++++ DOCUMENT SECTION

There were a few other things, too.  Supposedly new people did not feel welcome.  Supposedly we were cliquish, though I don’t know where that came from.

But this was lie and rumor started by I have no clue who: Almost nobody but us ever came to the meetings to begin with!  When somebody did show up once in a blue moon, they were lavished with welcome because we wanted the group to grow.  We were also friends outside of the group, same as any other group of friends on campus.

Plus there was the way IV people treated Phil, and since Phil was his friend–and he was a very loyal friend–he hated IV for that.  An enemy of Phil’s was an enemy of his as well.

He gave IV a month to shape up, or else he’d go to the school president and tell him what we were really like, and we’d be banned from the campus.  The president would be surprised because IV was his darling.

But Dirk said I was not to tell Pearl who told me this, or he’d be my enemy as well: He was a powerful foe, as well as a powerful friend.

He said I should distance myself from IV, one reason being that “our friends are reflections of ourselves.”

But how could I do such a thing?

++++++++

PROBLEM SET –
1. In the passage about the IV group, retype the text starting at the words "There were a" and ending after the words "was his darling.".
2. In the passage about the IV group, what was IV to the school president?

++++ DATA

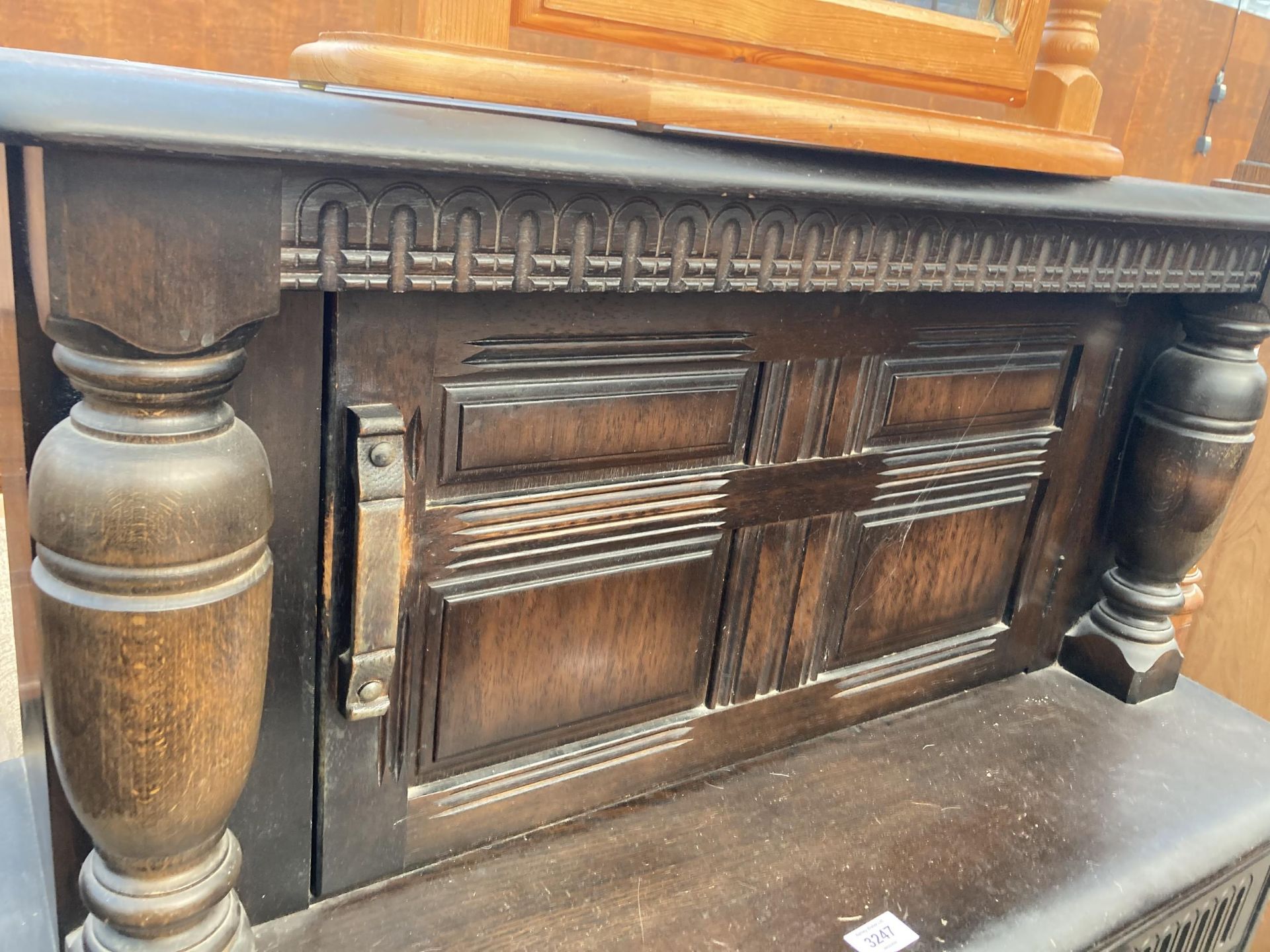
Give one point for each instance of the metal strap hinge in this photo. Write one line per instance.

++++++++

TASK RESULTS –
1.
There were a few other things, too.  Supposedly new people did not feel welcome.  Supposedly we were cliquish, though I don’t know where that came from.

But this was lie and rumor started by I have no clue who: Almost nobody but us ever came to the meetings to begin with!  When somebody did show up once in a blue moon, they were lavished with welcome because we wanted the group to grow.  We were also friends outside of the group, same as any other group of friends on campus.

Plus there was the way IV people treated Phil, and since Phil was his friend–and he was a very loyal friend–he hated IV for that.  An enemy of Phil’s was an enemy of his as well.

He gave IV a month to shape up, or else he’d go to the school president and tell him what we were really like, and we’d be banned from the campus.  The president would be surprised because IV was his darling.

2. IV was the school president's darling.